Facilities managers are used to wearing a dozen hats—problem-solver, safety officer, IT liaison, compliance expert. But today, that job’s gotten even tougher. Whether you’re running a school, hospital, office, or government building, your to-do list includes safety, air quality, compliance, and keeping everything running smoothly with fewer hands on deck.

Video surveillance systems have long been a staple of security plans. But today, the smartest systems are doing more than recording video—they’re using sensors to track air quality, detect vaping, monitor noise and motion, and send real-time alerts when something’s off.
Let’s take one example that’s become all too familiar: vaping in schools. We all know you can’t install cameras in the places where vaping tends to occur—bathrooms and locker rooms. But that doesn’t mean you’re powerless to deter vaping in schools. Vape detection sensors give schools a privacy-safe way to spot problems and act fast. When a sensor detects vape aerosol in the air, it triggers an alert and ties that alert to video footage from cameras in the hallway. Video shows who entered and exited the restroom or locker room, and authorities can take action immediately—without violating anyone’s privacy.
That’s not a theory. That’s happening in real schools right now. And it’s needed. According to the 2024 National Youth Tobacco Survey from the CDC, nearly 10% of U.S. high school students are actively using e-cigarettes. Schools now have better tools to catch offenders, prevent incidents, and protect student health.
But the potential of this tech goes far beyond schools. Hospitals are using sensors to monitor temperature changes in operating rooms and pharmaceutical storage. Office buildings are flagging poor air circulation before employees start complaining. Data centers can now detect rising CO₂ levels or equipment-damaging humidity before systems go down.

= = = = = = =

» **Assignment**
Reproduce the part of the text on smart sensors in facilities from "That’s not a" to "protect student health.", copying it word for word.

[Source data]
= = = = = = =

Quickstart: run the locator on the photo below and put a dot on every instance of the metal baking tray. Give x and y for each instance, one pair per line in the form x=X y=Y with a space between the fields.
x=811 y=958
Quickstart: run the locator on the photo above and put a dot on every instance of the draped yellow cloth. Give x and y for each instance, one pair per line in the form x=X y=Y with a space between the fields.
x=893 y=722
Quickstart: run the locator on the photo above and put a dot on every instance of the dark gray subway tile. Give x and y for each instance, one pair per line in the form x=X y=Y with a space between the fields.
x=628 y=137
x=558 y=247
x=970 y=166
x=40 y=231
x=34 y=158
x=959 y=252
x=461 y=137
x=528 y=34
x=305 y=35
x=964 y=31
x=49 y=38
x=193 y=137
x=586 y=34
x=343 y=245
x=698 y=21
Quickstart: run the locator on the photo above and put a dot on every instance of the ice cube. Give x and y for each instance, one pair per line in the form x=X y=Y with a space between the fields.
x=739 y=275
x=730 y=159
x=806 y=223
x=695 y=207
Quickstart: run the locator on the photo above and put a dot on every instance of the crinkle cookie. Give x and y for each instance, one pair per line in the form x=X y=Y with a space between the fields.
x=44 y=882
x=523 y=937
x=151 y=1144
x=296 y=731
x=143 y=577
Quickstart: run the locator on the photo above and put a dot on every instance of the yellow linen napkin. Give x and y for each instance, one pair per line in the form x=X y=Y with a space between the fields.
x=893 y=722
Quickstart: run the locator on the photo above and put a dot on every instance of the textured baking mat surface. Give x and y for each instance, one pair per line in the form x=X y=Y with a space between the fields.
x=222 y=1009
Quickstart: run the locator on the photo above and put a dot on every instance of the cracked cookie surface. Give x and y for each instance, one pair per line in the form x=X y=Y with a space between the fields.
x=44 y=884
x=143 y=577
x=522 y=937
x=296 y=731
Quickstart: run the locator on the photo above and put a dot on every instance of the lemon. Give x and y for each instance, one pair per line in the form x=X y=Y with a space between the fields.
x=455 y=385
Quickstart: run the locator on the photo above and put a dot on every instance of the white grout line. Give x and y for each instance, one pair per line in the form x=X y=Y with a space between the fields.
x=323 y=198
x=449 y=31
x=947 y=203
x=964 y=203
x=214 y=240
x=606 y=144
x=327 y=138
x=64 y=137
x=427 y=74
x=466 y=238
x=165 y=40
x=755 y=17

= = = = = = =

» **Worked solution**
That’s not a theory. That’s happening in real schools right now. And it’s needed. According to the 2024 National Youth Tobacco Survey from the CDC, nearly 10% of U.S. high school students are actively using e-cigarettes. Schools now have better tools to catch offenders, prevent incidents, and protect student health.